### What the task asks
Please render the entries below as a numbered list with any blank lines dropped, and leave the pictures out of your answer.

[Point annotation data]
** BEGIN **

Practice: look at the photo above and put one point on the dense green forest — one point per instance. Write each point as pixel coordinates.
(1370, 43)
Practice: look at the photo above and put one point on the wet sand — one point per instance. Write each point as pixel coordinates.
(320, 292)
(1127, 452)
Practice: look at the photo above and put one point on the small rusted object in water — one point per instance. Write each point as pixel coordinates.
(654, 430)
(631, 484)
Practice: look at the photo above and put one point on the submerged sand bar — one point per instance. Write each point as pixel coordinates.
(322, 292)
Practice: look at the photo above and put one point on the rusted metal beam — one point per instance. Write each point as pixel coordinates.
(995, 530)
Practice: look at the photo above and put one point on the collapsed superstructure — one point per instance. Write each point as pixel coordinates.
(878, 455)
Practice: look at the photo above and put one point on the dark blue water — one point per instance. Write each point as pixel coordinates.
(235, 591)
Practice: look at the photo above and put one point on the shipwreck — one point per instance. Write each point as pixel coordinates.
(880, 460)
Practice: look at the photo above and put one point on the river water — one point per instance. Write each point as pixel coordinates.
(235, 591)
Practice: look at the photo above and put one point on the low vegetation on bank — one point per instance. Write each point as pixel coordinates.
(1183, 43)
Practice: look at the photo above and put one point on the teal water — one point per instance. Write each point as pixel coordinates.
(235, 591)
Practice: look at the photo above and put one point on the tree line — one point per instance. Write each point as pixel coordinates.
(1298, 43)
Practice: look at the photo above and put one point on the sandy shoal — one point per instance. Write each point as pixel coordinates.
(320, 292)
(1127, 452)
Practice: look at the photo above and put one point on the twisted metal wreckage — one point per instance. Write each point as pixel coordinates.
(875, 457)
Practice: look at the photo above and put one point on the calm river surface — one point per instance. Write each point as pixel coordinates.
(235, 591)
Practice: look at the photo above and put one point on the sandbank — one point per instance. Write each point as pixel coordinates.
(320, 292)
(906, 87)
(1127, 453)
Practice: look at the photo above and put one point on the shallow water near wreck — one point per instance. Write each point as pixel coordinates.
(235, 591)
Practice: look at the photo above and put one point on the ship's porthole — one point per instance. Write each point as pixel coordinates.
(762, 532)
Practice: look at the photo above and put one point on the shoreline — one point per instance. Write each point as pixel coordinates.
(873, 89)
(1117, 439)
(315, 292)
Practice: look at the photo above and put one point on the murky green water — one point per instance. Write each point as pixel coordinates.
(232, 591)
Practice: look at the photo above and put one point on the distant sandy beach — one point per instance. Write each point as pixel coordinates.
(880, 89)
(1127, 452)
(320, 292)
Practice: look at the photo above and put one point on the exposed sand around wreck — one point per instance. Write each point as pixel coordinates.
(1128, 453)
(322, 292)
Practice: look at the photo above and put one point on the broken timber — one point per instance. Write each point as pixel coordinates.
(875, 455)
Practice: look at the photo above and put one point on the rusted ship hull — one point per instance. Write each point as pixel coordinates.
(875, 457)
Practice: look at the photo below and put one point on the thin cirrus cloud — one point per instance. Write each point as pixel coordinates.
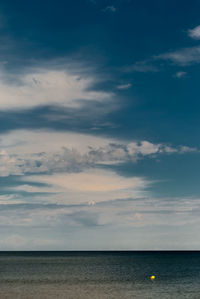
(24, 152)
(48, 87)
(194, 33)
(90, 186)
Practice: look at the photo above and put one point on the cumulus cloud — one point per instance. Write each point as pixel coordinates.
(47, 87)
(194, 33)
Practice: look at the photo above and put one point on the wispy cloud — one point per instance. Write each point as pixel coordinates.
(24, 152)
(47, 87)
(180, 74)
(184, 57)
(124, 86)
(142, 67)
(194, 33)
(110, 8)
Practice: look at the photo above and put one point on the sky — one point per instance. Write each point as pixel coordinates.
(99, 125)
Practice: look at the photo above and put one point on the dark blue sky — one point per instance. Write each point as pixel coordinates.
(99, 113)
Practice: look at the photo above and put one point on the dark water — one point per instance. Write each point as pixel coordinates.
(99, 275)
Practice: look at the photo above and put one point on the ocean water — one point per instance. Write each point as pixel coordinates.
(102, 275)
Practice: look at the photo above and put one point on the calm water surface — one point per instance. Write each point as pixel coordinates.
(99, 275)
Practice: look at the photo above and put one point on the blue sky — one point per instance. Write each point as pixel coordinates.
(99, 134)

** END **

### Solution to this problem
1. Practice: look at the photo above and put one point on the dense green forest — one point per instance. Write each point as pixel coordinates.
2. (1370, 43)
3. Practice: look at the photo above and put one point on the wet sand — one point per instance. Write each point as pixel coordinates.
4. (320, 292)
5. (1127, 452)
6. Practice: look at the photo above and put one point on the small rusted object in water — one point per instance. Write each point as pixel coordinates.
7. (654, 430)
8. (631, 484)
9. Practice: look at the photo above and put one point on the submerged sand bar — one point per instance. Write each point as pixel coordinates.
10. (322, 292)
11. Practice: look at the photo above and put one point on the rusted metal beam — one point per instance. Write each point as pixel coordinates.
12. (995, 530)
13. Practice: look at the photo above and put one point on the collapsed superstructure — one point per instance. Write each point as pixel coordinates.
14. (878, 455)
15. Practice: look at the photo above and put one point on the dark blue water — one point per instance. Write each point as pixel coordinates.
16. (235, 591)
17. Practice: look at the photo above and put one point on the shipwreck — one point per instance. Write each point as pixel coordinates.
18. (880, 460)
19. Practice: look at the photo above and put one point on the river water — one point per instance. Write each point as pixel coordinates.
20. (235, 591)
21. Practice: look at the photo above and put one point on the low vegetation on bank — one point per instance. Write each point as pixel coordinates.
22. (1183, 43)
23. Practice: look at the photo above and put one point on the teal water — one point per instance. Write each point as pixel coordinates.
24. (235, 591)
25. Practice: look at the photo above and put one point on the tree line — one point per instance. Write each point as pixel coordinates.
26. (1298, 43)
27. Practice: look at the photo above and put one point on the sandy shoal — one point per instance. Write each point as pixel coordinates.
28. (320, 292)
29. (1127, 452)
30. Practice: look at the photo above and put one point on the twisted metal wreckage — one point per instance. Write each point as pixel coordinates.
31. (875, 457)
32. Practice: look at the photo above and put one point on the calm river surface — one point per instance. Write each point as pixel coordinates.
33. (235, 591)
34. Practice: look at the photo above and put one point on the sandbank — one point per instance. Write each point as pixel coordinates.
35. (320, 292)
36. (906, 87)
37. (1127, 453)
38. Practice: look at the photo above and put one point on the shallow water near wreck — one point per instance. Write each point as pixel coordinates.
39. (235, 591)
40. Practice: look at the photo above and put one point on the ship's porthole — one point per instance. Write each point as pixel coordinates.
41. (762, 532)
42. Practice: look at the photo above and put one point on the shoreline — one point per instance. Write each point as pixel coordinates.
43. (873, 89)
44. (1117, 439)
45. (315, 292)
46. Practice: look at the photo above and put one point on the murky green water — one point per instance. Write each point as pixel coordinates.
47. (232, 591)
48. Practice: look at the photo above and put one point on the distant sandy beach — one point per instance. Write each point as pixel coordinates.
49. (880, 89)
50. (1127, 452)
51. (320, 292)
52. Practice: look at the photo above and put one point on the exposed sand around wreck — one point per instance. Write each point as pixel coordinates.
53. (1128, 453)
54. (322, 292)
55. Practice: look at the photo above and put one point on the broken timber — one point per instance. Write each point as pixel coordinates.
56. (875, 455)
57. Practice: look at the photo above and put one point on the rusted ship hull — one point per instance. Write each point as pixel coordinates.
58. (875, 457)
59. Practice: look at the photo below and put one point on the thin cirrus cloud — one point per instance. Write each point as pixel coordinates.
60. (24, 152)
61. (48, 87)
62. (194, 33)
63. (90, 186)
64. Practice: look at the photo above and put one point on the cumulus cloud — one point per instance. Write each point as pixel coordinates.
65. (47, 87)
66. (194, 33)
67. Practice: look at the photo above and put one point on the wispy cloud — one point per instance. Write each point as pixel coordinates.
68. (24, 152)
69. (47, 87)
70. (180, 74)
71. (184, 57)
72. (124, 86)
73. (142, 67)
74. (194, 33)
75. (110, 8)
76. Practice: look at the photo above and put one point on the sky — one point per instance. Write each point as pixel coordinates.
77. (99, 125)
78. Practice: look at the photo above and put one point on the dark blue sky — one point per instance. Write each point as pixel coordinates.
79. (99, 113)
80. Practice: look at the photo above and put one point on the dark water — one point per instance. Write each point as pixel coordinates.
81. (99, 275)
82. Practice: look at the photo above and put one point on the ocean water — one point per instance. Write each point as pixel coordinates.
83. (102, 275)
84. Practice: look at the photo above and put one point on the calm water surface — one point per instance. Write each point as pixel coordinates.
85. (99, 275)
86. Practice: look at the photo above and put one point on the blue sky — one point per instance. Write each point as pixel coordinates.
87. (99, 134)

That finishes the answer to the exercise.